**WHAT THIS TASK INVOLVES:** Below are some records; reproduce them exactly.

[Saved entries]
===============

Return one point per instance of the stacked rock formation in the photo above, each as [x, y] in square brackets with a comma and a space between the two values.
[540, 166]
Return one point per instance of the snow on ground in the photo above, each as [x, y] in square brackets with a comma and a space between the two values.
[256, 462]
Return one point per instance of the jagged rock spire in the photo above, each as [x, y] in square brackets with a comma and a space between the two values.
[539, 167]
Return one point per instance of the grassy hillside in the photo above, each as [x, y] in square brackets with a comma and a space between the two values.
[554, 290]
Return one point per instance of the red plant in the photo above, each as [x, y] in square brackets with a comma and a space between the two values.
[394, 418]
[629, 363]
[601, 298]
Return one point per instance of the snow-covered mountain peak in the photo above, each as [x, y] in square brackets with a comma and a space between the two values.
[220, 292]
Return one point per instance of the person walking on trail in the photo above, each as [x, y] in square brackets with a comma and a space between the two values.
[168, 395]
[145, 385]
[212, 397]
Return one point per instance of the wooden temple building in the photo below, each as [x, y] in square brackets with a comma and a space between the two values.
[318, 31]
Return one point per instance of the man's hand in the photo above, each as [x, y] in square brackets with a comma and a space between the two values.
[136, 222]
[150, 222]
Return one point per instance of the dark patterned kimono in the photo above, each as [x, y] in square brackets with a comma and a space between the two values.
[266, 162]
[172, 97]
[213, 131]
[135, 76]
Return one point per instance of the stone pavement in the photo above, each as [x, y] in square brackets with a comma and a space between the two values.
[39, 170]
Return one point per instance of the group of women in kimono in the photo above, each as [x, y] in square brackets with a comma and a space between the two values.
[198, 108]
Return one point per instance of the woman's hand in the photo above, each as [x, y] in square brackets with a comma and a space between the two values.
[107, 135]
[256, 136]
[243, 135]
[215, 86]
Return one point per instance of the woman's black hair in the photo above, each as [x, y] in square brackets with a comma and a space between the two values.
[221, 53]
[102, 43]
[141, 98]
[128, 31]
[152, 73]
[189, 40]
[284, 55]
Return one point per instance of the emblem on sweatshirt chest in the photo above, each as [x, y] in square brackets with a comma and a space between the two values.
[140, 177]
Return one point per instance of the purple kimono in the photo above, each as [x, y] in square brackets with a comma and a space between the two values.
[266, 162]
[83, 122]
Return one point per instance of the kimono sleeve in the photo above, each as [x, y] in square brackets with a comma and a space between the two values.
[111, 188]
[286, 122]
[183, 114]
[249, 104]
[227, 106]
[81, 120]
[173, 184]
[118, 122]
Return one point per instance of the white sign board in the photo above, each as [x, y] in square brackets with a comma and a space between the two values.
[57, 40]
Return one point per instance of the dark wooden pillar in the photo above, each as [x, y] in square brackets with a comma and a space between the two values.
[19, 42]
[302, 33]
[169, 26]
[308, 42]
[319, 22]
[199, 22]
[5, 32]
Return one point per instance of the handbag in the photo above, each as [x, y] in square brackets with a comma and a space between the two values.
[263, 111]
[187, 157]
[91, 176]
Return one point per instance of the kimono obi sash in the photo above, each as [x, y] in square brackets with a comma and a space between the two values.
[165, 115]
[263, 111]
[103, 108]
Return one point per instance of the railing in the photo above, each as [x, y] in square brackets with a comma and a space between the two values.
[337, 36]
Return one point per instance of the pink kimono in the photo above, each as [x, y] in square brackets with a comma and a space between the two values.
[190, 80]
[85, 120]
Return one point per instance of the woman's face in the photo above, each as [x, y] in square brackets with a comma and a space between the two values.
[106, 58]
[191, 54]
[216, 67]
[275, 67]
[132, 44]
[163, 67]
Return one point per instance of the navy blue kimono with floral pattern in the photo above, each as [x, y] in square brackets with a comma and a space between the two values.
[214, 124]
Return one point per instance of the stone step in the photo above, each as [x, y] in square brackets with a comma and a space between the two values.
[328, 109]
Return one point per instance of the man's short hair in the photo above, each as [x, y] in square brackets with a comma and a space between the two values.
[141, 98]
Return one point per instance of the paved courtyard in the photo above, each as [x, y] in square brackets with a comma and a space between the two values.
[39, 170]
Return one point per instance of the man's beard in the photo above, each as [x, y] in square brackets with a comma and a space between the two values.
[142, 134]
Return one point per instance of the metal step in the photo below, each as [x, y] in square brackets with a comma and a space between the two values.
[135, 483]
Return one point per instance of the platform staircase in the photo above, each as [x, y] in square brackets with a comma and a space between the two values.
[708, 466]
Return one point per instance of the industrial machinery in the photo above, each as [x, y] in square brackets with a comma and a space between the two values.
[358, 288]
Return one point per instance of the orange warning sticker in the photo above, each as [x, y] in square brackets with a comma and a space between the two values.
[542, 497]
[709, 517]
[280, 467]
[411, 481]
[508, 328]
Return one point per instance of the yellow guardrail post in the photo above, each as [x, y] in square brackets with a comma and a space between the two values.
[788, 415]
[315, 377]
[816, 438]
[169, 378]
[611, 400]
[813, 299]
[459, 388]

===============

**RESULT FOR THIS TASK:**
Return one point per instance of the stacked rock formation in the photo above, each as [x, y] in square brackets with a comma and a space between the two values.
[540, 166]
Return one point per instance of the snow on ground in the photo above, each as [x, y] in square brackets with a comma and a space between the two values.
[256, 462]
Return one point per instance of the jagged rock spire in the photo above, each as [x, y] in square brackets with a comma and a space between the two values.
[539, 167]
Return one point per instance of the grassy hillside in the photo above, each as [x, y] in square brackets with a comma and a space between the two values.
[554, 290]
Return one point per instance of the red plant in the photo above, each as [x, y] in square brackets with a comma and a space between the two values.
[394, 418]
[629, 363]
[601, 298]
Return one point per instance of the snow-covered mountain peak in the photo above, each as [x, y] in square brackets with a comma and a space between the two values.
[220, 292]
Return one point per instance of the person walking on trail in the photo above, each as [x, y] in square brackets with a comma and a space between the two values.
[168, 395]
[145, 385]
[212, 397]
Return one point per instance of the wooden temple building in the photo below, each as [x, y] in square brackets with a comma and a space between the two values.
[318, 31]
Return one point per instance of the man's hand in the photo above, each as [x, y] in square brackets with a comma and a space between the two values.
[136, 222]
[150, 222]
Return one point per instance of the dark patterned kimono in the photo above, each as [x, y] in square brackets with a comma and a space between the two values.
[266, 162]
[172, 97]
[213, 131]
[135, 76]
Return one point per instance of the stone pavement in the photo above, each as [x, y] in square brackets with a comma and a space between the two values.
[39, 170]
Return one point per instance of the group of women in kimono in the photo above, each as [x, y] in square brackets with a comma and a space between the two values.
[198, 108]
Return one point per instance of the woman's hand in the photo above, each as [x, y] in square brackets with a comma and a space between the two values.
[107, 135]
[256, 136]
[243, 135]
[215, 86]
Return one point per instance of the woman's black hair in the photo above, each as [x, y] in square brackets with a comma and a space between the two values.
[221, 53]
[102, 43]
[141, 98]
[128, 31]
[152, 73]
[189, 40]
[284, 55]
Return one point per instance of the emblem on sweatshirt chest in the photo above, each as [x, y] in square brackets with a comma and a space between the two values.
[140, 177]
Return one point per instance of the purple kimono in the photo above, each as [x, y] in square brackets with a comma and a space between the two values.
[266, 162]
[83, 122]
Return one point per instance of the kimono sleeve in the photo above, each as [x, y] in square brackets with a comma and a space between the two values.
[111, 188]
[286, 122]
[183, 114]
[249, 104]
[227, 106]
[81, 120]
[173, 184]
[118, 122]
Return one point per instance of the white sign board in the photo above, each as [x, y] in square brackets with a comma and a space between the two values.
[57, 40]
Return one point per instance of the dark wooden pillar in the photo above, each as [x, y] in square brackets with a comma and a space between the two values.
[19, 42]
[302, 33]
[169, 26]
[308, 42]
[319, 22]
[199, 22]
[5, 32]
Return one point per instance of the handbag in the photo above, each as [x, y] in square brackets with a comma and a space between the two values.
[263, 111]
[187, 157]
[91, 176]
Return one point per instance of the kimono obi sash in the photo above, each as [x, y] in square brackets with a comma and a space between the two values.
[165, 115]
[263, 111]
[103, 108]
Return one point per instance of the railing in the photo above, each as [x, y] in square brackets with a comma and a space between the two values.
[337, 36]
Return one point per instance of the pink kimono in the photo above, each as [x, y] in square brackets with a comma and a space between the two values.
[190, 80]
[85, 120]
Return one point per instance of the woman's face in the photo above, each as [x, y] in square brackets with a comma and a space between the two values.
[106, 58]
[191, 54]
[216, 67]
[275, 67]
[132, 44]
[163, 67]
Return one point per instance of the navy blue kimono with floral pattern in the photo above, each as [x, y] in square brackets with a comma and a space between the two values.
[214, 124]
Return one point per instance of the stone step in the photo above, each as [x, y] in square brackets with a comma and a space between the two values.
[328, 109]
Return one point per instance of the man's short hair in the photo above, each as [x, y] in square brackets with a comma and a space between the two values.
[141, 98]
Return one point per instance of the paved courtyard in the photo above, each as [x, y] in square brackets with a comma and a space between the two values.
[39, 170]
Return one point per instance of the man's beard in the photo above, each as [x, y] in square brackets with a comma and a space between the two values.
[142, 134]
Return one point per instance of the metal step in the photo below, each as [x, y] in square brackets with a comma and a space between the two values.
[135, 483]
Return one point per instance of the platform staircase in the photo above, each as [x, y] in square brackets with a comma and a space between the two values.
[708, 466]
Return one point per instance of the industrial machinery in the photo above, each as [x, y] in square brackets with a comma and a space between the two values.
[358, 288]
Return one point per instance of the orange warning sticker in the photo above, each as [x, y] in square brackets with a comma and a space between the two values.
[542, 497]
[709, 517]
[280, 467]
[411, 481]
[508, 328]
Return one point per instance of the yellow guardrail post in the photo above, each as [x, y] in square brackets with a comma and a space between the two values.
[788, 415]
[315, 377]
[816, 438]
[169, 378]
[611, 400]
[813, 299]
[459, 388]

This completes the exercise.